Source extract:
◇ ◇ ◇ ◇
Evidence of the relationships between people, both personal and professional, can be found all over The National Archives. Correspondence, disputes and contracts all offer valuable information about how people worked (or failed to work) together! Much of this information is hidden within the text of individual records and requires meticulous examination to discover. However, some records present this information in a much simpler and more uniform manner.
Records of copyright are particularly useful from this perspective. The COPY 1 record series contains entry forms which were submitted to the Stationers’ Company to register copyright for an item of creative work. Each record contains details of the copyright owner and the copyright author of the creative work, presenting a clear professional relationship in one sheet of paper. A large quantity of this material (specifically photographs registered for copyright between 1862 and 1910) has been catalogued, meaning that details of these professional relationships can be found directly in our online catalogue. At a time when examining original records in the archive is impossible, detailed catalogue data presents a fantastic opportunity for quantitative research using digital methods.
The simple copyright owner to copyright author relationships evidenced in the catalogue renders the COPY 1 series perfect for research using the method of network analysis.
Network analysis refers to a set of techniques to analyse and visualise connections between individual actors or things, usually through a network graph. These techniques are often used to present and analyse social structures and have been employed in a wide variety of disciplines.
◇ ◇ ◇ ◇
Items:

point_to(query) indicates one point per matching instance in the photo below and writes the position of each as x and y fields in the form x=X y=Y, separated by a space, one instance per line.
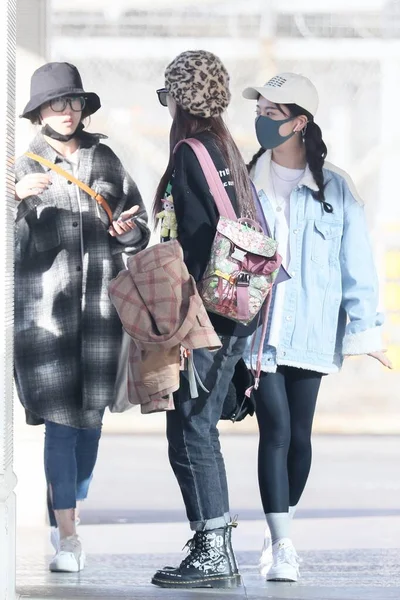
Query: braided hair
x=316 y=152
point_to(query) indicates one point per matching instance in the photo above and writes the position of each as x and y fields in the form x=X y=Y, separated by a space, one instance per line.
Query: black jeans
x=285 y=406
x=193 y=438
x=70 y=456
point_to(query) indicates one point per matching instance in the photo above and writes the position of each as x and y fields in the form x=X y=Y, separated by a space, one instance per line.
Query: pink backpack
x=243 y=263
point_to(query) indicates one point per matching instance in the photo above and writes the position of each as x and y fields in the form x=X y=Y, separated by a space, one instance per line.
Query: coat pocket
x=45 y=233
x=326 y=241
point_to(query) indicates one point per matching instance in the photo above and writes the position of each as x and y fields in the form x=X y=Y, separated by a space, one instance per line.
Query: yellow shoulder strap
x=99 y=199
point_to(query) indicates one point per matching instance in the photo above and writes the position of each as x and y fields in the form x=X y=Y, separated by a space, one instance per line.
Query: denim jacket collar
x=262 y=180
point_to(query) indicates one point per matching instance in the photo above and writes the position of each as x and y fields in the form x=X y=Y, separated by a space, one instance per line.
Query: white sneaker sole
x=65 y=562
x=283 y=573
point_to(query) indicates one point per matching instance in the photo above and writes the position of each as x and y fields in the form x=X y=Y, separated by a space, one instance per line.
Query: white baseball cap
x=287 y=88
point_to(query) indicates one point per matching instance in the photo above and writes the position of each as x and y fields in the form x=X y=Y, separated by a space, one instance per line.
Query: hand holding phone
x=124 y=223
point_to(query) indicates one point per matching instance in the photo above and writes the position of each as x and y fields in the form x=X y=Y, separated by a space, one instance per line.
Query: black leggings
x=285 y=406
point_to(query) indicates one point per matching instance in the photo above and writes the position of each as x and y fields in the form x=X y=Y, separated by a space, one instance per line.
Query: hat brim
x=276 y=95
x=93 y=102
x=272 y=94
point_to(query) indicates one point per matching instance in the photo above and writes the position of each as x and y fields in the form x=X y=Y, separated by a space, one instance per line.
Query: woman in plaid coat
x=67 y=333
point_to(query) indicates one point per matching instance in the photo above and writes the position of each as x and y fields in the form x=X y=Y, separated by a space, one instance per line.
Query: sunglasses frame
x=68 y=100
x=160 y=93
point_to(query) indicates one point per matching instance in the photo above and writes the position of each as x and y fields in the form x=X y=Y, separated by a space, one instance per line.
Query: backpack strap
x=213 y=179
x=99 y=199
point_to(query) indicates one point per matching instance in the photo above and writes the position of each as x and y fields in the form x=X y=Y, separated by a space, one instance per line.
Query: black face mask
x=54 y=135
x=267 y=131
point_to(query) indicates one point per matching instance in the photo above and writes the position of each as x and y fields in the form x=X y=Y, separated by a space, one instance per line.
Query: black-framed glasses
x=77 y=103
x=162 y=96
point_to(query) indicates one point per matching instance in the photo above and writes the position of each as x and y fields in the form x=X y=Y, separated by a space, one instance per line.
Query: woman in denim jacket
x=325 y=311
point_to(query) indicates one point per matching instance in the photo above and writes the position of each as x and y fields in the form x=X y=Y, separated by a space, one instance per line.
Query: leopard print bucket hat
x=198 y=81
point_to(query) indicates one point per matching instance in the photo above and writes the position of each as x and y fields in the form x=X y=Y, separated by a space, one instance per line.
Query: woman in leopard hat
x=197 y=93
◇ ◇ ◇ ◇
What is asked:
a) In the text on copyright records, between which years were the catalogued photographs registered for copyright?
b) The first paragraph of the text on copyright records names several kinds of material that offer information about how people worked together. List them all.

Solutions to the exercise:
a) Between 1862 and 1910.

b) Correspondence, disputes, contracts